DIRECTIONS FOR THIS TASK:
Before you return the entries below, strip out the pictures and keep all else exact.

MATERIAL FOR THIS EXERCISE:
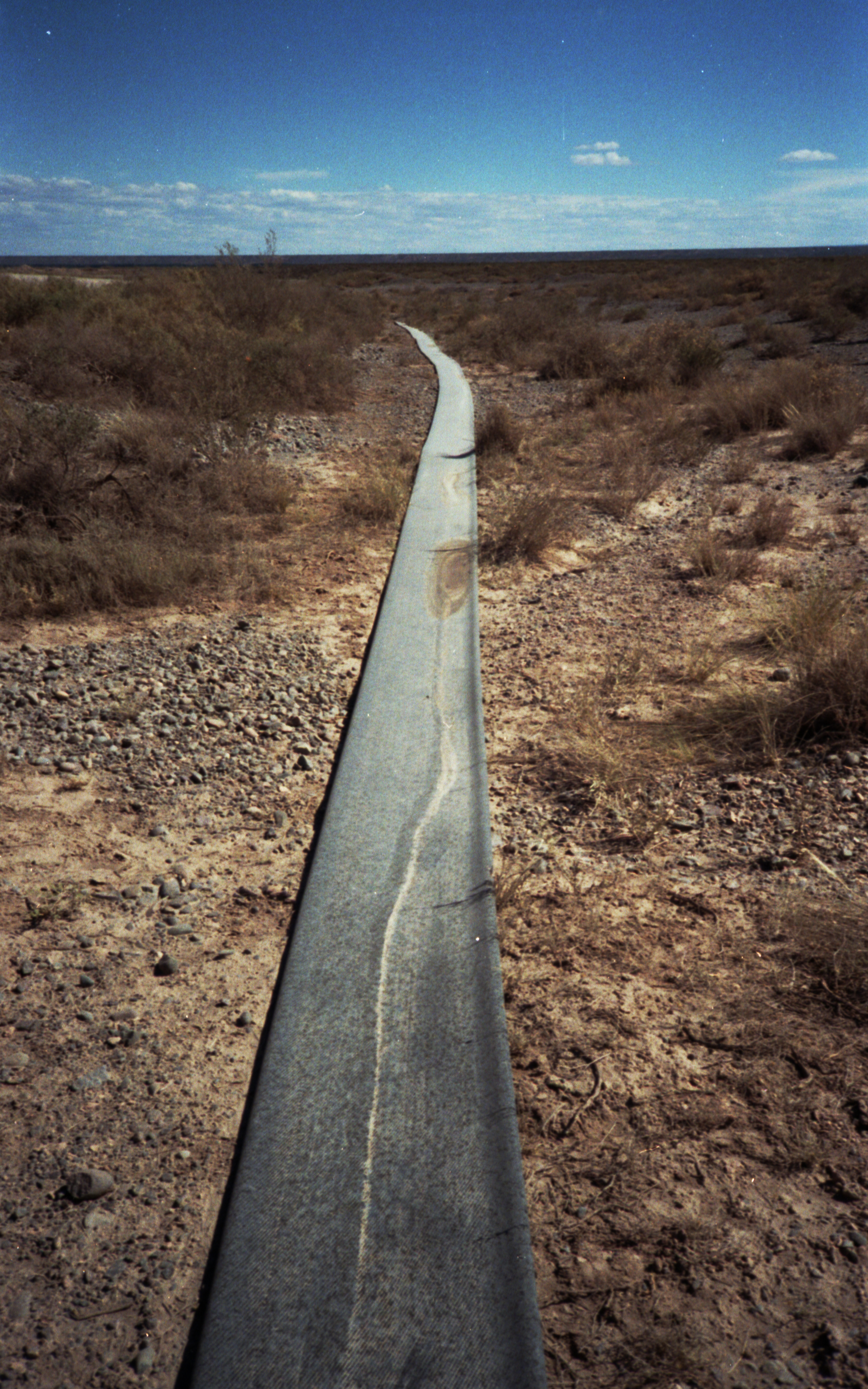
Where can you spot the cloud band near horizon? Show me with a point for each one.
(71, 216)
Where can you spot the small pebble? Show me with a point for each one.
(99, 1220)
(145, 1361)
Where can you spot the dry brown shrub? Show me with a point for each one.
(630, 473)
(829, 942)
(785, 341)
(530, 526)
(499, 431)
(739, 466)
(806, 620)
(714, 560)
(381, 495)
(767, 399)
(131, 514)
(827, 644)
(770, 523)
(827, 423)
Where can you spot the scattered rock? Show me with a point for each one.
(144, 1362)
(99, 1220)
(90, 1185)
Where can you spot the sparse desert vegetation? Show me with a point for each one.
(674, 563)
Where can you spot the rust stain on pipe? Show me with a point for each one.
(449, 579)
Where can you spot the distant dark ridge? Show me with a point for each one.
(431, 258)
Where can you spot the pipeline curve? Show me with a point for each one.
(377, 1231)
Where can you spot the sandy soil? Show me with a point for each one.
(694, 1106)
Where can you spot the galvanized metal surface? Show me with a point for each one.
(377, 1234)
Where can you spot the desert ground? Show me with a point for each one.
(673, 467)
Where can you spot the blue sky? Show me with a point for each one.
(399, 127)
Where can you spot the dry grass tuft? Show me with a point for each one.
(126, 512)
(528, 526)
(714, 560)
(827, 645)
(829, 944)
(770, 523)
(383, 492)
(819, 403)
(499, 431)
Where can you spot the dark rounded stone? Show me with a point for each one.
(90, 1184)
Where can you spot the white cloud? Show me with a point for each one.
(602, 152)
(295, 174)
(292, 195)
(807, 157)
(75, 217)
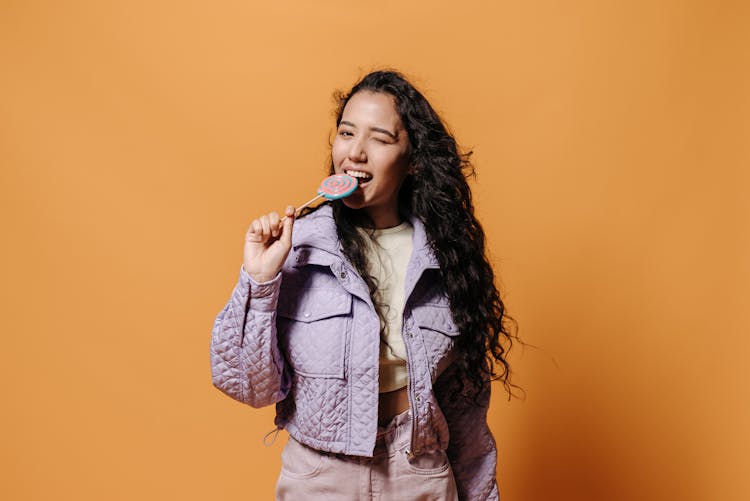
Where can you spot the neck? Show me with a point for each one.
(383, 220)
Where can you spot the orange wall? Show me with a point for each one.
(138, 139)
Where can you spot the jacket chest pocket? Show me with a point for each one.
(437, 331)
(313, 326)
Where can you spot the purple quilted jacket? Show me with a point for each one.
(308, 341)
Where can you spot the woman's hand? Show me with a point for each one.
(267, 244)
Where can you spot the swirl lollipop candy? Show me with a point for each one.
(333, 187)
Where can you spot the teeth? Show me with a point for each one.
(358, 174)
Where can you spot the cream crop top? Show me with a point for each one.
(387, 257)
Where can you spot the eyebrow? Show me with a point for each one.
(376, 129)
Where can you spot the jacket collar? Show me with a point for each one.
(318, 231)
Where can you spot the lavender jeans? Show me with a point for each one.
(391, 474)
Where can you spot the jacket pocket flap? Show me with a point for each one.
(312, 304)
(436, 317)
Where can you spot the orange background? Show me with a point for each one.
(138, 139)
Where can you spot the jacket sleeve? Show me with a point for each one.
(471, 449)
(246, 362)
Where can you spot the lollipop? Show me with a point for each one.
(333, 188)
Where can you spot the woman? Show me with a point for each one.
(373, 322)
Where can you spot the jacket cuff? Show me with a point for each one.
(263, 296)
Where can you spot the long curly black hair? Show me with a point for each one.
(438, 194)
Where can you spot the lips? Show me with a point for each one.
(361, 176)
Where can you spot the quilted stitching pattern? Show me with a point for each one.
(311, 345)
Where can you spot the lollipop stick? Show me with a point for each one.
(302, 207)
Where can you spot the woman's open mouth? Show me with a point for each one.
(361, 177)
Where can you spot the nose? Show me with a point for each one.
(357, 151)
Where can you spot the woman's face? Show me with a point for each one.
(372, 145)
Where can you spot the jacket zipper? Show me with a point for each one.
(410, 451)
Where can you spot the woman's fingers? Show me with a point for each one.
(269, 226)
(255, 233)
(273, 221)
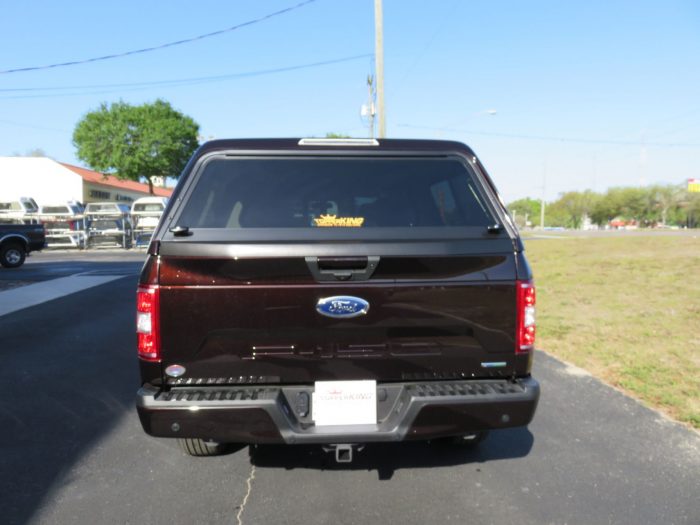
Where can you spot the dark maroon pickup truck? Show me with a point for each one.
(336, 292)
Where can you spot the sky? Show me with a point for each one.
(552, 96)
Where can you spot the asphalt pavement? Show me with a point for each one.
(72, 449)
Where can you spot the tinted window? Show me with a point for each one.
(348, 192)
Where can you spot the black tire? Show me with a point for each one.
(200, 448)
(12, 255)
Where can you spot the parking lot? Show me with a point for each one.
(73, 450)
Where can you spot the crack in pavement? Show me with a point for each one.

WRITTEN ANSWER:
Where can you spot the cloud band near horizon? Show me with a point for each one.
(71, 216)
Where can you spot the small pebble? Show me with a point for each one.
(99, 1220)
(145, 1361)
Where can you spot the dry brown shrub? Show me with a point for each one.
(630, 473)
(829, 942)
(785, 341)
(530, 526)
(499, 431)
(739, 466)
(806, 620)
(714, 560)
(381, 495)
(767, 399)
(131, 514)
(827, 644)
(770, 523)
(827, 423)
Where can you spot the scattered rock? Show me with a point for each one.
(144, 1362)
(99, 1220)
(90, 1185)
Where can you spot the sparse desert vegetation? Show me with a point for each one.
(674, 563)
Where can you spot the rust stain on pipe? Show me with a point for each one.
(449, 579)
Where can you spot the distant dark ridge? Show me with a point for each one.
(431, 258)
Where can you spot the pipeline curve? Show me with a point for each one.
(377, 1231)
Where can you spot the sandy soil? Show me with a point for each one.
(694, 1106)
Where can you spot the galvanized metal surface? Show me with a point for each one.
(377, 1234)
Where can you spot the desert ground? Show me with a point for each one.
(673, 467)
Where can you spot the blue sky? Show me with a point for each one.
(399, 127)
Where can you spot the dry grass tuft? Show me with a point for each one.
(126, 512)
(528, 526)
(714, 560)
(827, 645)
(829, 944)
(770, 523)
(383, 492)
(819, 403)
(499, 431)
Where can you spot the dark rounded stone? Show me with a point for each one.
(90, 1184)
Where can you spot the white cloud? Show me with a point for each one.
(602, 152)
(295, 174)
(292, 195)
(807, 157)
(75, 217)
Where can you spot the neck? Show me with a point for each one.
(383, 220)
Where can you spot the orange wall? Show me with a point for each one.
(138, 139)
Where can you spot the jacket chest pocket? Show me with a point for each one.
(437, 331)
(313, 326)
Where can you spot the purple quilted jacket? Show me with a point for each one.
(308, 341)
Where can you spot the woman's hand? Show me with a point for each one.
(267, 244)
Where can you spot the swirl lollipop candy? Show me with a point for each one.
(333, 187)
Where can you spot the teeth? Show me with a point for each one.
(358, 174)
Where can you spot the cream crop top? Show me with a point for each one.
(387, 257)
Where can you spot the eyebrow? Show me with a point for each one.
(376, 129)
Where can you spot the jacket collar? Show me with a point for each one.
(318, 231)
Where can you spot the lavender jeans? Show me with a point for each one.
(391, 474)
Where can you spot the jacket pocket flap? Show me with a point for each one.
(312, 304)
(436, 317)
Where can you spot the orange background? Show me with a point for each one.
(138, 139)
Where can you spot the jacket sleeve? Show me with a point for each one.
(471, 449)
(246, 362)
Where can you spot the lollipop? Show me with a point for each one.
(333, 188)
Where can you spot the woman? Show me with a point for each one.
(373, 322)
Where can you spot the jacket cuff? Show me with a point for each one.
(263, 296)
Where can you spot the long curly black hair? Show me with a point for each one.
(438, 194)
Where can you spot the lips? Show me with a point for each one.
(361, 176)
Where can you spot the quilted stitching pattern? Show me with a point for each one.
(311, 345)
Where can you spot the lollipop stick? Show me with a point for each one.
(302, 207)
Where can you spot the woman's open mouth? Show me with a point for each one.
(361, 177)
Where can you spot the nose? Show me with a point for each one.
(357, 151)
Where can you spot the woman's face? Show me with a point for each one.
(372, 145)
Where can you spot the jacket zipper? Show me with a point for each one.
(410, 451)
Where can you spot the woman's fingers? Show me with a point for each one.
(269, 226)
(255, 233)
(273, 221)
Where can you spot the dark maroon pickup truck? Show me with a point for each one.
(336, 292)
Where can you spot the sky? Show me with a point for each one.
(552, 96)
Where can you spot the asphalt pavement? Show me with a point for each one.
(72, 449)
Where can you spot the tinted window? Show me with a point for each one.
(348, 192)
Where can you spot the black tire? Show me with a point for each one.
(200, 448)
(12, 255)
Where can you spot the parking lot? Show me with a point for each one.
(73, 450)
Where can you spot the crack in pavement? Show me with a point for each one.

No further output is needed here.